*Information provided:*
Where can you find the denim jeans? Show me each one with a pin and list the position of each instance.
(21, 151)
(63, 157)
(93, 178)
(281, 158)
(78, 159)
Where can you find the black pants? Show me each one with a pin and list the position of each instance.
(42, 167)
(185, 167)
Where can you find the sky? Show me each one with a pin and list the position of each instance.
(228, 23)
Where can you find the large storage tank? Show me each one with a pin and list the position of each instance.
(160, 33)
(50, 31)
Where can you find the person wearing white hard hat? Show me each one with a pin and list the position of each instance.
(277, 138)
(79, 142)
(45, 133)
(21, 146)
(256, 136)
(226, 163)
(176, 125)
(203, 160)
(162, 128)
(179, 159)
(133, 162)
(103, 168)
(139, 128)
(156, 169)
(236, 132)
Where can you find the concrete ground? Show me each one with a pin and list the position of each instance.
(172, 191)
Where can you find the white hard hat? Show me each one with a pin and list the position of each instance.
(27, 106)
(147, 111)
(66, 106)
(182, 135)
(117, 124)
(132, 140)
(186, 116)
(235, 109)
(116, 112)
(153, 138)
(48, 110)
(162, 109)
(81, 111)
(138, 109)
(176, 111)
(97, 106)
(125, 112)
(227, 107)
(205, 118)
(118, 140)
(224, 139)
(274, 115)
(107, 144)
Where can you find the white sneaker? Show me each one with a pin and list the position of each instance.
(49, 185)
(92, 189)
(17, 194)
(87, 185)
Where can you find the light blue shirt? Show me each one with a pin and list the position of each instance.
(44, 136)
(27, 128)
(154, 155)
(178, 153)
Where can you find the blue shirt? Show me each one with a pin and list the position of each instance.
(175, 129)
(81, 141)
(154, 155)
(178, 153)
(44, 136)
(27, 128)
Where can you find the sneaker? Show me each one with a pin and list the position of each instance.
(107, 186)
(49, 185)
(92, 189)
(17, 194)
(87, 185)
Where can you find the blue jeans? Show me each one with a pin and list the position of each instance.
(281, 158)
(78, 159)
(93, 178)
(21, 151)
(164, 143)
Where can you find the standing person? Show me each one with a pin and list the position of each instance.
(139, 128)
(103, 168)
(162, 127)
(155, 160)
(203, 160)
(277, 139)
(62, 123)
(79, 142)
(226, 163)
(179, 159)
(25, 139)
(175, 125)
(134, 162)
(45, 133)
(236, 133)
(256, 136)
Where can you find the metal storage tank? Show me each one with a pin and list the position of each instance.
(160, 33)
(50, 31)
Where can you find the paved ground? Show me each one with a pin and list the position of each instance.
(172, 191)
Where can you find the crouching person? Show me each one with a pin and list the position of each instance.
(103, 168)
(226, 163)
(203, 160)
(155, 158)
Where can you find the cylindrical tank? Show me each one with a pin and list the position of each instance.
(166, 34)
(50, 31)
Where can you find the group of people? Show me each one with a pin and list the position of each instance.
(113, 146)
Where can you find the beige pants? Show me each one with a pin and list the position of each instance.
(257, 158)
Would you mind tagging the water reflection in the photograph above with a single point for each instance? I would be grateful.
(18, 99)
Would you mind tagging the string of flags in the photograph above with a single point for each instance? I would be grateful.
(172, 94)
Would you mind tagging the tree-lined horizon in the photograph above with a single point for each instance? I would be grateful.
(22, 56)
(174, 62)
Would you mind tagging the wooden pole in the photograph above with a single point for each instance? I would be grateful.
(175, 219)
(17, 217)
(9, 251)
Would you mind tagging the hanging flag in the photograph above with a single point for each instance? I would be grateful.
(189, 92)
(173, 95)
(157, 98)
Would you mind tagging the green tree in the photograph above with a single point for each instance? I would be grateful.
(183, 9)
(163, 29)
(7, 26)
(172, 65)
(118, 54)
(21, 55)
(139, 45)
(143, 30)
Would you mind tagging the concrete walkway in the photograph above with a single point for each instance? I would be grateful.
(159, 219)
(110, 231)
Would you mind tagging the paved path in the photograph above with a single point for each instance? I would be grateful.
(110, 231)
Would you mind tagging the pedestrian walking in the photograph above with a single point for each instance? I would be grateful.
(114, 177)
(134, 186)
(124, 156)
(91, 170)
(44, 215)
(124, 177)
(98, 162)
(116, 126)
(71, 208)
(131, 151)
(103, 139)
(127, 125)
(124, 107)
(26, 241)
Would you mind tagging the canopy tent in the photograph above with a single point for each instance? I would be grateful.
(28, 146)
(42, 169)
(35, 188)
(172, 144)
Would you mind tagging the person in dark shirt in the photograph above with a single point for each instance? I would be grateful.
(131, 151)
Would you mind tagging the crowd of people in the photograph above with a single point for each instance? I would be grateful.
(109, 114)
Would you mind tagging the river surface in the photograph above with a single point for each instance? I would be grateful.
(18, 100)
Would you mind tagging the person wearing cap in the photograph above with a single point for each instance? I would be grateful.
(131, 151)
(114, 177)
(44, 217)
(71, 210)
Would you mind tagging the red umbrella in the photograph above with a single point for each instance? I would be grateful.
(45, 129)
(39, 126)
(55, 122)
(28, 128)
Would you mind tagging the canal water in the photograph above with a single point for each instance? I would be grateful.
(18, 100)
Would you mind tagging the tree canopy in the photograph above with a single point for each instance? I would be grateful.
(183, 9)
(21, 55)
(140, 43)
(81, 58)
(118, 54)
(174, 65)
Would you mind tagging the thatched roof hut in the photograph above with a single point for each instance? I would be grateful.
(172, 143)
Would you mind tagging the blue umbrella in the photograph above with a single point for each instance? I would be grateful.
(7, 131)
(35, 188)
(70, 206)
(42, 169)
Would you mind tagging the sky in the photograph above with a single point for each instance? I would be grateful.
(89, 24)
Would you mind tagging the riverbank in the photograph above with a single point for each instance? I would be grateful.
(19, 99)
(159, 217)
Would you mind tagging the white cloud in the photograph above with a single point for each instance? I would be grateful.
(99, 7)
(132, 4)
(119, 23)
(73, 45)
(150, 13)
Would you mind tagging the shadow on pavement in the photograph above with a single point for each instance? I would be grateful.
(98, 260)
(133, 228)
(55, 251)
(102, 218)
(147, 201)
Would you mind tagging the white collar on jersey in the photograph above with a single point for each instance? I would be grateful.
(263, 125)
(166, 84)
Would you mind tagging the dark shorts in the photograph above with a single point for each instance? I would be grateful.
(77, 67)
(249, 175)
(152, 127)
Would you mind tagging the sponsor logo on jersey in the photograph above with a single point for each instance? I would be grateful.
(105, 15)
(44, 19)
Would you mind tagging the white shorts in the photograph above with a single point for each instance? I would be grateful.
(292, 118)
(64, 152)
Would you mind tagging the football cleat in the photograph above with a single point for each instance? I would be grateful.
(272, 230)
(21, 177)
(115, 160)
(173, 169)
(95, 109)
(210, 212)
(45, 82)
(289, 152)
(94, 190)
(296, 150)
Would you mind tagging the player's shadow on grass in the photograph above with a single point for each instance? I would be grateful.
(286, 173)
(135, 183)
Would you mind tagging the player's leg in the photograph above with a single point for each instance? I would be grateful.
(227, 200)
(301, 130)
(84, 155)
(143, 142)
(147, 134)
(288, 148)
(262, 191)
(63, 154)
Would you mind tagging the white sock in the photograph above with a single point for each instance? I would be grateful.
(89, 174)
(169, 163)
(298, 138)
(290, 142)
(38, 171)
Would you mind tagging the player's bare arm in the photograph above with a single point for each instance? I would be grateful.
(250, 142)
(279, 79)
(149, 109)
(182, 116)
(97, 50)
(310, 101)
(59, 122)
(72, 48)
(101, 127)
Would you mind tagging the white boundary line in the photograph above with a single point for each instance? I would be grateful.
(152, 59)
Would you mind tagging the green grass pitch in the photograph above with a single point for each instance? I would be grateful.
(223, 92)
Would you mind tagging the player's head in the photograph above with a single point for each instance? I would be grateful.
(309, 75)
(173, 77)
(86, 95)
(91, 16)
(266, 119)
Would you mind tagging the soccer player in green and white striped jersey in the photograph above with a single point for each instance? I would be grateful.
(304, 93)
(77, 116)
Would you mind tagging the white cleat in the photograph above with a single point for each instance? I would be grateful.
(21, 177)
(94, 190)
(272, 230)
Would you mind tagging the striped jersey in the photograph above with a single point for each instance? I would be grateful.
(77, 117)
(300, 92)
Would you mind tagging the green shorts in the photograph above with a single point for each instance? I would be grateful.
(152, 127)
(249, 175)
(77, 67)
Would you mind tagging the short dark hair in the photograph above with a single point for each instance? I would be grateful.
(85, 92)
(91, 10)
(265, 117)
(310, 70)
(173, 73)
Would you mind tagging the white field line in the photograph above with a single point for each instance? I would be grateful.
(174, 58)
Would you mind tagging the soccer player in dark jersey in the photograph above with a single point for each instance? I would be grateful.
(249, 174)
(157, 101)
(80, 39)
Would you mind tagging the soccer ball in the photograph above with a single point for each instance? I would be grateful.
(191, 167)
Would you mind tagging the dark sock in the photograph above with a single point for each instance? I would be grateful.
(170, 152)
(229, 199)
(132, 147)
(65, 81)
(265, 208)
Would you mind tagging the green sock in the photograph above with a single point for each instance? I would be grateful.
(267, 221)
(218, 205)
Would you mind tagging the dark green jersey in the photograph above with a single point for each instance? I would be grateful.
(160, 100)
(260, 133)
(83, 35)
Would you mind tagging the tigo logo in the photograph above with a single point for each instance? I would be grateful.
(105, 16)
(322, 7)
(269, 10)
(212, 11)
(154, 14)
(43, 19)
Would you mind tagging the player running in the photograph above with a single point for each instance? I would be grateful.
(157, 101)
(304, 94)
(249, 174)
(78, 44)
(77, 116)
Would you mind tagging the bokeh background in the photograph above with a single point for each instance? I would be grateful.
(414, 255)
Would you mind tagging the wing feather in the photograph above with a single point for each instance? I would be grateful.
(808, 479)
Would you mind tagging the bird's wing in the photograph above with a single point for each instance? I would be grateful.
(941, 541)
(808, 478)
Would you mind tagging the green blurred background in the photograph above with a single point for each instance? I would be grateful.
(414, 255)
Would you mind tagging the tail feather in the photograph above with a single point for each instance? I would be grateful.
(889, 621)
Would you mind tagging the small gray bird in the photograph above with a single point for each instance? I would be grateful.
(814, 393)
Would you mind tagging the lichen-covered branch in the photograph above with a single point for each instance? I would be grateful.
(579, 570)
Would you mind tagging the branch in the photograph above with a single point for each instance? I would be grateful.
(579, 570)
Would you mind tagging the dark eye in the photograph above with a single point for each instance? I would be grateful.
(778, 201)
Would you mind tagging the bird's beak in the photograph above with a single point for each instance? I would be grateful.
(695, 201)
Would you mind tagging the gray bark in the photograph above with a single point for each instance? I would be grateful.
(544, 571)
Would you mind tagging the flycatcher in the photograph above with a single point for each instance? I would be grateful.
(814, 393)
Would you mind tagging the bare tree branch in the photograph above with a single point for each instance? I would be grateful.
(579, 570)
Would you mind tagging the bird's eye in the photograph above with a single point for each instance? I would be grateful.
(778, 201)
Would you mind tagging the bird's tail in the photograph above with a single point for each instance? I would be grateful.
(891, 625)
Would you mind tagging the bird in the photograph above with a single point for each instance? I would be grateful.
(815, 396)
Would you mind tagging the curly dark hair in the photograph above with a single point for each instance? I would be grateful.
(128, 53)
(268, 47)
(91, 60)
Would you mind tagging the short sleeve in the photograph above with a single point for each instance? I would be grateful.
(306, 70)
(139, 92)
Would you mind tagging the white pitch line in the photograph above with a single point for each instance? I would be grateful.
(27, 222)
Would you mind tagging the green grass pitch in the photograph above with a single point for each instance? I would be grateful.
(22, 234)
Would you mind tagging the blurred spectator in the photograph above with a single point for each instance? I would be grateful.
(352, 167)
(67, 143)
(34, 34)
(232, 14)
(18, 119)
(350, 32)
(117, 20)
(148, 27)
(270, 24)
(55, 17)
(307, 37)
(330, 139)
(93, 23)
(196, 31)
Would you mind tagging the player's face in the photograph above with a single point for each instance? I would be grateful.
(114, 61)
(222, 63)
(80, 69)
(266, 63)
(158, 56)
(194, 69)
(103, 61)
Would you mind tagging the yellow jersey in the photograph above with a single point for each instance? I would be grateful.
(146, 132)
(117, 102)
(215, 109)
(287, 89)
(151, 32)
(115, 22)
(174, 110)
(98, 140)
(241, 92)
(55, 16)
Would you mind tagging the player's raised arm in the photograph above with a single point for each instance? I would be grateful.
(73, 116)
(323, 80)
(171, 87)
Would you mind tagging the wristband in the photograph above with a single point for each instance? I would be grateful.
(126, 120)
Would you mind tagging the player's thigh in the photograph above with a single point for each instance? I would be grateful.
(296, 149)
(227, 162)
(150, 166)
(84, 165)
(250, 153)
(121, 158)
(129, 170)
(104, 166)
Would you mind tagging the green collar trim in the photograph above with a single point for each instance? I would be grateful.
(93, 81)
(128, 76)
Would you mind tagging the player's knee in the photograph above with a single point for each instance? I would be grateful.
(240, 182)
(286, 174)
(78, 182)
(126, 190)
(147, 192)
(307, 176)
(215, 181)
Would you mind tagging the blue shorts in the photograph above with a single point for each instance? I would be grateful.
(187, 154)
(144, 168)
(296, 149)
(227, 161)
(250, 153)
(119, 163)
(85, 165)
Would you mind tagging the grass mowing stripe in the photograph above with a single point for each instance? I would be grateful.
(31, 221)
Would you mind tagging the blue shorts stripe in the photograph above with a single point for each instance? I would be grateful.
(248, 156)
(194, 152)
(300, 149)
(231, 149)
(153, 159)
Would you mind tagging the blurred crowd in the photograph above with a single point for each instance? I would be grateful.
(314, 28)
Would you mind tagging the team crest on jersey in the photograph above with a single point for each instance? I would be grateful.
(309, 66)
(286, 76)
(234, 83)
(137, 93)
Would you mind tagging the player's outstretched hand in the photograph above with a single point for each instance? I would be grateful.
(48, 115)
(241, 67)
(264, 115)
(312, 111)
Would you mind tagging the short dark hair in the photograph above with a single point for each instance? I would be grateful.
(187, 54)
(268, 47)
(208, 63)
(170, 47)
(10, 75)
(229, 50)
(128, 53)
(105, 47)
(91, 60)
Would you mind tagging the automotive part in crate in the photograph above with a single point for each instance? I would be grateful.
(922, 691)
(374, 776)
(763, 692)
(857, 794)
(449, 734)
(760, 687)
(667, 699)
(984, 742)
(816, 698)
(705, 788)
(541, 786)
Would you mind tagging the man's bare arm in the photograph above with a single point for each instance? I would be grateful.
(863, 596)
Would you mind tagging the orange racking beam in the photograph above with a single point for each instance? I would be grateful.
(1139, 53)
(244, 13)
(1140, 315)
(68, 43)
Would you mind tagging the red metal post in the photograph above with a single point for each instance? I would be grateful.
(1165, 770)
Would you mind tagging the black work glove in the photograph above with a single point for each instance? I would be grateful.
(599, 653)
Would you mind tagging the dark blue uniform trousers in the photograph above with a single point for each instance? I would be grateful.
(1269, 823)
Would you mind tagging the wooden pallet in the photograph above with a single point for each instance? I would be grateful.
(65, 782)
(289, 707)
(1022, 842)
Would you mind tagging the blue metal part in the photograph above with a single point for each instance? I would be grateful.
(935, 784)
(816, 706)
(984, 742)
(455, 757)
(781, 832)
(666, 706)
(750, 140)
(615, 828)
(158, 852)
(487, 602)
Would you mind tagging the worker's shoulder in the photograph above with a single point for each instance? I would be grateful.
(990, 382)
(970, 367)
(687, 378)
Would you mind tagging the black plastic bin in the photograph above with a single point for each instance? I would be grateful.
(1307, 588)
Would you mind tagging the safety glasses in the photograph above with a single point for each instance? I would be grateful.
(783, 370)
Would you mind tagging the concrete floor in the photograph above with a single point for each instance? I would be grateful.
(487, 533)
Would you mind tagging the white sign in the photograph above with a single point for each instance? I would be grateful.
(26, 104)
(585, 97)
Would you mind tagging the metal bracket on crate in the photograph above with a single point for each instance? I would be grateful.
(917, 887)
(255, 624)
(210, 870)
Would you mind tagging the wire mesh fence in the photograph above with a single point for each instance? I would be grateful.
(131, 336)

*Directions:* What is needed is an exact retyping of every line from the one containing "Would you mind tagging the concrete floor" through the final line of the entries, and only those lines.

*Solution below:*
Would you mind tagging the concrete floor in the photograph above with a single point for each instance? I would be grateful.
(487, 533)
Would you mind tagging the white sign in the photograph above with a single point for each instance? I would be grateful.
(26, 104)
(585, 97)
Would you mind tagging the metal bracket on crate in the photograph above with a single point for each instance? I would be grateful.
(917, 887)
(255, 624)
(210, 870)
Would you mind tagging the wire mesh fence in the photograph above with a single point for each instance? I would be grateful.
(131, 336)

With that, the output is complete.